Yet there are days when I want to give up on my own struggles of becoming a good Muslimah because I must not be ‘pure’ enough to be married to my husband. In my anger, I went a couple times on some ‘chat’ rooms just to chat dirty with someone…but I couldn’t do it…I swear by Allah I couldn’t even enter the chatroom, I felt disgusted inside me…but I fear that a day might come when I wouldn’t feel disgusted anymore…I know these are evil whispers of shaytaan, but what can I do. I came to know of a sin of his that is killing me inside. Perhaps if I see him increasing his good deeds in other ways to make up for this sin, I would stop feeling this way, but I don’t see that happening and I don’t know how to convince him into this. I have tried every way from talking to him, to requesting, to begging, to crying, to pleading but after all I am a wife and a wife can be everything but a ‘teacher’!

Those of you who read this and think that it is only a ‘personal’ problem, know that it is NOT because this sin effects the people around you. So change and do something about it, PLEASE do something about it…for Allah’s sake first and then for your beloved wife’s sake and for your beloved children’s sake….

Confessions of a Porn Addict FINAL
Steps that we’ve taken to cure this filthy addiction.

### Data extract

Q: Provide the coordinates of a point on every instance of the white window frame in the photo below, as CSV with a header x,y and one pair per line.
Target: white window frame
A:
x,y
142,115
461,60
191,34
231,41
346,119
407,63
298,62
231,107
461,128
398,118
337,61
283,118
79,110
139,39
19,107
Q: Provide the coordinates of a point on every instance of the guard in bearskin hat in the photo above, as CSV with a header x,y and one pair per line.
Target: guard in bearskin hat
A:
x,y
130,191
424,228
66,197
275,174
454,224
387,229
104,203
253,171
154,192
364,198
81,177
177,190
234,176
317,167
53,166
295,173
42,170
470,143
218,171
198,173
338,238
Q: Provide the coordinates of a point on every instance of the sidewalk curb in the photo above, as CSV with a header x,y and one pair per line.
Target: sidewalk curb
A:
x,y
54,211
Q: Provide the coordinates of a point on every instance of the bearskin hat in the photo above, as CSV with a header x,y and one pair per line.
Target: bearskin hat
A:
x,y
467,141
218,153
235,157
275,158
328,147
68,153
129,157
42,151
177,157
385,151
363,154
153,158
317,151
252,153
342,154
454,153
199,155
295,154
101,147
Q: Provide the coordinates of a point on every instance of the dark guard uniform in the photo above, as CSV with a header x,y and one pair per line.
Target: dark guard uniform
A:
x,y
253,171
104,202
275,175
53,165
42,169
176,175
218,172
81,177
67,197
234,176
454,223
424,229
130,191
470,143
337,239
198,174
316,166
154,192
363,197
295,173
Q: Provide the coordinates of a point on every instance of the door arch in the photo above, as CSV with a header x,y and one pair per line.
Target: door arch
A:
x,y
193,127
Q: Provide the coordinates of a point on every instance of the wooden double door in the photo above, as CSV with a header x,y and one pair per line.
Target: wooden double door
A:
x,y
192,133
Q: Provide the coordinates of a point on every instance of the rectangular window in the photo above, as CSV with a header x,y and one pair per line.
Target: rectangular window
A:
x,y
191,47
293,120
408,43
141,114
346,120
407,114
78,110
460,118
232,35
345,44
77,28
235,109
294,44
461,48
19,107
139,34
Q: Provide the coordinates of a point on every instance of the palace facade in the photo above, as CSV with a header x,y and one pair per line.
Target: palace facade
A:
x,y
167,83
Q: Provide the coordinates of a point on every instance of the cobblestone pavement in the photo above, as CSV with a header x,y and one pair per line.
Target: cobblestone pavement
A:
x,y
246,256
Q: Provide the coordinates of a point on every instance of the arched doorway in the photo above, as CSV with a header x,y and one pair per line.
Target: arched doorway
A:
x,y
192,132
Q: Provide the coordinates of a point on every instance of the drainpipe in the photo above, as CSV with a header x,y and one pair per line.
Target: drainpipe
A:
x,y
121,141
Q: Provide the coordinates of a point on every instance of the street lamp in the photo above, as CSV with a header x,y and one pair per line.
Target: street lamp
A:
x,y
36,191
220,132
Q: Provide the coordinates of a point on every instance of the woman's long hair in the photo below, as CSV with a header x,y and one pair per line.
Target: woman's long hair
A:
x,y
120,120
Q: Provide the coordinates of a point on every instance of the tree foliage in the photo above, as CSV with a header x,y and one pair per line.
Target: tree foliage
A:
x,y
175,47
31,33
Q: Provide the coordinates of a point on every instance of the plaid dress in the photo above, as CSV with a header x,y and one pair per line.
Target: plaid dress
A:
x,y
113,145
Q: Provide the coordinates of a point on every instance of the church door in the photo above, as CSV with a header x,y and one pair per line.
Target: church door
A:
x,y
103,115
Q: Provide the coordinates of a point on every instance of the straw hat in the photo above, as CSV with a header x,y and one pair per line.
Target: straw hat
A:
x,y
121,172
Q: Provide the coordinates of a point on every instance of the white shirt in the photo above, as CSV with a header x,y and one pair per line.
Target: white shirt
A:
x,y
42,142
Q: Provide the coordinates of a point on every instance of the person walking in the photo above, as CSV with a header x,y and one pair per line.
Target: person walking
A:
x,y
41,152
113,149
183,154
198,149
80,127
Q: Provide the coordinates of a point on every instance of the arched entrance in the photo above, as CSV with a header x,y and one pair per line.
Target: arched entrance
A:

### Work task 1
In the supplied text, why could the writer not bring herself to chat with someone in the chat rooms?
### Work task 2
From the supplied text, output the passage that begins at the words "Those of you" and stop after "beloved children’s sake….".

### Answer section 1
She felt disgusted inside herself, so she could not even enter the chatroom.

### Answer section 2
Those of you who read this and think that it is only a ‘personal’ problem, know that it is NOT because this sin effects the people around you. So change and do something about it, PLEASE do something about it…for Allah’s sake first and then for your beloved wife’s sake and for your beloved children’s sake….